**Task details**
Without including any images, set down the records below exactly.

**Data for this exercise**
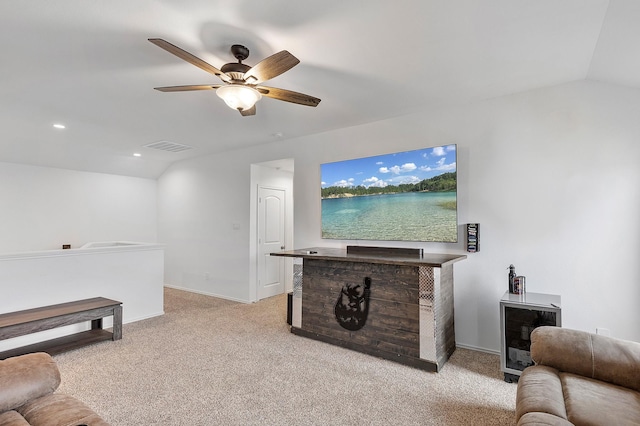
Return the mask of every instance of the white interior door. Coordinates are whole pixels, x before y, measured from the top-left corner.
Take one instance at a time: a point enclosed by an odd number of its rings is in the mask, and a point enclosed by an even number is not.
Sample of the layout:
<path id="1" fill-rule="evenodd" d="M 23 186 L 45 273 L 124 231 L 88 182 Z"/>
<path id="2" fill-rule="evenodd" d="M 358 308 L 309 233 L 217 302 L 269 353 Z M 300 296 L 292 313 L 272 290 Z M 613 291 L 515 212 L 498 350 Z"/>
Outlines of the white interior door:
<path id="1" fill-rule="evenodd" d="M 285 249 L 285 195 L 258 188 L 258 300 L 284 293 L 284 258 L 269 254 Z"/>

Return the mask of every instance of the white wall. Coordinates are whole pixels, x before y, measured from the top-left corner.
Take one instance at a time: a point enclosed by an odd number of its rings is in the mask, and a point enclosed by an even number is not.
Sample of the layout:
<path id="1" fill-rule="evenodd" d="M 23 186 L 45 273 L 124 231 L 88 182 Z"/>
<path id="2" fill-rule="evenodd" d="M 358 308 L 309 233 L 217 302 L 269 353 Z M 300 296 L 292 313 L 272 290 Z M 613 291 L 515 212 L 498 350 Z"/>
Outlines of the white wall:
<path id="1" fill-rule="evenodd" d="M 199 157 L 159 178 L 158 238 L 166 243 L 167 285 L 250 300 L 251 163 L 238 153 Z"/>
<path id="2" fill-rule="evenodd" d="M 0 313 L 102 296 L 123 302 L 125 322 L 161 315 L 162 248 L 78 249 L 92 241 L 155 243 L 157 229 L 155 180 L 0 163 Z M 63 244 L 73 250 L 58 250 Z M 12 254 L 20 252 L 29 253 Z"/>
<path id="3" fill-rule="evenodd" d="M 0 253 L 157 241 L 157 182 L 0 163 Z"/>
<path id="4" fill-rule="evenodd" d="M 295 159 L 296 248 L 343 246 L 320 238 L 319 164 L 456 143 L 458 221 L 481 224 L 481 251 L 454 266 L 458 344 L 499 350 L 511 263 L 562 296 L 564 326 L 640 341 L 638 116 L 640 91 L 578 82 L 181 162 L 158 182 L 167 282 L 199 290 L 207 271 L 208 290 L 249 300 L 252 163 Z"/>
<path id="5" fill-rule="evenodd" d="M 123 323 L 164 313 L 160 244 L 0 255 L 0 313 L 93 297 L 122 302 Z M 5 297 L 5 295 L 10 295 Z M 111 327 L 113 318 L 104 320 Z M 0 351 L 88 329 L 88 323 L 0 341 Z"/>

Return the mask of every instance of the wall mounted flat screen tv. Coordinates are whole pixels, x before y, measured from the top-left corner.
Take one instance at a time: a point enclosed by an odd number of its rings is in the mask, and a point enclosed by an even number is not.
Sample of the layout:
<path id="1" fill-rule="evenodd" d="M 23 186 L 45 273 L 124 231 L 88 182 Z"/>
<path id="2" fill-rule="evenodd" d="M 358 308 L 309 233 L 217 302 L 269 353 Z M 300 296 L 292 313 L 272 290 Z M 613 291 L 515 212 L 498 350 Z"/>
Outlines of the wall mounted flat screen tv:
<path id="1" fill-rule="evenodd" d="M 456 145 L 320 165 L 322 238 L 457 242 Z"/>

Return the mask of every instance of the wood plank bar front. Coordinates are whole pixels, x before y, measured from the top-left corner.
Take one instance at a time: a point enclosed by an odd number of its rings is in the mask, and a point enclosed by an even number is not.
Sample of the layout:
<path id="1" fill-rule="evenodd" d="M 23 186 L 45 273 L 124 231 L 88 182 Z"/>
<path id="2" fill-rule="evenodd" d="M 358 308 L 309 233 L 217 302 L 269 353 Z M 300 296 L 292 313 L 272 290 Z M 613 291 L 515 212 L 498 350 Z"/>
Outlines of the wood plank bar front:
<path id="1" fill-rule="evenodd" d="M 298 258 L 292 333 L 429 371 L 455 350 L 452 265 L 466 256 L 360 246 L 271 255 Z M 335 304 L 345 286 L 365 278 L 371 283 L 365 325 L 345 329 Z"/>

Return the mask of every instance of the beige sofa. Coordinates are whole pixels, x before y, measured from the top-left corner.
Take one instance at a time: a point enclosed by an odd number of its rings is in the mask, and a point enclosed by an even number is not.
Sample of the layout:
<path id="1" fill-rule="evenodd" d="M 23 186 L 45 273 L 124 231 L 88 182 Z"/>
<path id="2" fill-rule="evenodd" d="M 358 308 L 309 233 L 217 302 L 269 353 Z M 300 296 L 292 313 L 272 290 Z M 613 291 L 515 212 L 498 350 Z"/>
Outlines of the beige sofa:
<path id="1" fill-rule="evenodd" d="M 518 426 L 640 425 L 640 343 L 538 327 L 531 358 L 518 381 Z"/>
<path id="2" fill-rule="evenodd" d="M 54 393 L 60 372 L 46 353 L 0 361 L 0 426 L 108 426 L 77 399 Z"/>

**Solution to the problem**
Return the mask of every instance of the white interior door. Coordinates are whole pixels, x before y, measured from the top-left corner.
Take one instance at a time: a point enclosed by an odd number of its rings is in the mask, and a point enclosed by an even number is not.
Sample of the layout:
<path id="1" fill-rule="evenodd" d="M 23 186 L 45 273 L 124 231 L 88 182 Z"/>
<path id="2" fill-rule="evenodd" d="M 358 308 L 309 233 L 217 302 L 269 353 Z M 300 296 L 292 313 L 272 290 Z M 613 291 L 515 212 L 498 350 Z"/>
Outlines of the white interior door:
<path id="1" fill-rule="evenodd" d="M 285 249 L 285 195 L 258 188 L 258 300 L 284 293 L 284 258 L 269 254 Z"/>

Return the mask of every instance of the white wall. Coordinates are whole pixels, x before y, measured from the top-left corner.
Take one instance at a time: a point enclosed by an odd number of its rings is in the mask, and a point enclosed by an even number is not.
Sample of the layout:
<path id="1" fill-rule="evenodd" d="M 23 186 L 45 273 L 124 231 L 88 182 Z"/>
<path id="2" fill-rule="evenodd" d="M 358 308 L 309 233 L 217 302 L 269 353 Z M 300 296 L 292 313 L 272 290 Z M 613 291 L 515 212 L 498 350 Z"/>
Outlines of the white wall:
<path id="1" fill-rule="evenodd" d="M 199 157 L 159 178 L 158 238 L 166 243 L 167 285 L 250 300 L 251 163 L 238 153 Z"/>
<path id="2" fill-rule="evenodd" d="M 0 313 L 102 296 L 123 302 L 125 322 L 161 315 L 162 248 L 78 249 L 92 241 L 155 243 L 157 229 L 155 180 L 0 163 Z M 63 244 L 73 250 L 58 250 Z M 12 254 L 20 252 L 29 253 Z"/>
<path id="3" fill-rule="evenodd" d="M 0 253 L 157 241 L 157 182 L 0 163 Z"/>
<path id="4" fill-rule="evenodd" d="M 295 159 L 296 248 L 343 246 L 320 238 L 319 164 L 456 143 L 458 221 L 481 224 L 481 251 L 454 266 L 458 344 L 499 350 L 511 263 L 562 296 L 564 326 L 640 341 L 638 116 L 640 91 L 578 82 L 181 162 L 158 182 L 167 282 L 199 290 L 207 271 L 208 290 L 249 300 L 252 163 Z"/>
<path id="5" fill-rule="evenodd" d="M 123 323 L 164 313 L 160 244 L 0 255 L 0 313 L 93 297 L 122 302 Z M 5 297 L 5 295 L 10 295 Z M 111 327 L 113 318 L 104 320 Z M 0 351 L 88 329 L 88 323 L 0 341 Z"/>

Return the mask of every instance of the wall mounted flat screen tv. Coordinates are whole pixels, x before y, measured from the top-left corner.
Take one instance at a time: a point enclosed by an odd number of its rings is in the mask, and a point enclosed by an even number is not.
Sample of the layout:
<path id="1" fill-rule="evenodd" d="M 23 186 L 45 273 L 124 231 L 88 182 Z"/>
<path id="2" fill-rule="evenodd" d="M 358 308 L 309 233 L 217 302 L 269 353 Z M 300 296 L 292 313 L 272 290 Z M 613 291 L 515 212 L 498 350 Z"/>
Outlines of the wall mounted flat screen tv:
<path id="1" fill-rule="evenodd" d="M 456 145 L 320 165 L 322 238 L 457 242 Z"/>

Return the mask of every instance of the wood plank bar front. Coordinates are whole pixels, x before y, measured from the top-left corner.
Take one instance at a time: a point enclosed by an odd number of its rings is in the mask, and a point enclosed by an even number is not.
Sample of the layout:
<path id="1" fill-rule="evenodd" d="M 23 186 L 45 273 L 124 231 L 88 182 Z"/>
<path id="2" fill-rule="evenodd" d="M 358 308 L 309 233 L 217 302 L 269 353 Z M 300 296 L 292 313 L 272 290 Z M 613 291 L 515 212 L 498 350 Z"/>
Outlines of the wood plank bar front:
<path id="1" fill-rule="evenodd" d="M 298 258 L 292 333 L 429 371 L 455 350 L 452 265 L 466 256 L 360 246 L 271 255 Z M 335 304 L 345 286 L 365 278 L 371 283 L 365 325 L 345 329 Z"/>

Return the mask of every instance of the beige sofa. Coordinates are whole pixels, x before y, measured from the top-left corner.
Take one instance at a time: a point enclosed by an odd number of its rings is in the mask, and a point enclosed by an even number is not.
Sample of the layout:
<path id="1" fill-rule="evenodd" d="M 23 186 L 45 273 L 124 231 L 88 182 Z"/>
<path id="2" fill-rule="evenodd" d="M 358 308 L 309 233 L 217 302 L 269 353 Z M 300 296 L 292 313 L 272 290 Z M 613 291 L 515 212 L 498 350 Z"/>
Outlines of the beige sofa:
<path id="1" fill-rule="evenodd" d="M 518 426 L 640 425 L 640 343 L 538 327 L 531 358 L 518 381 Z"/>
<path id="2" fill-rule="evenodd" d="M 54 393 L 60 372 L 46 353 L 0 361 L 0 426 L 108 426 L 77 399 Z"/>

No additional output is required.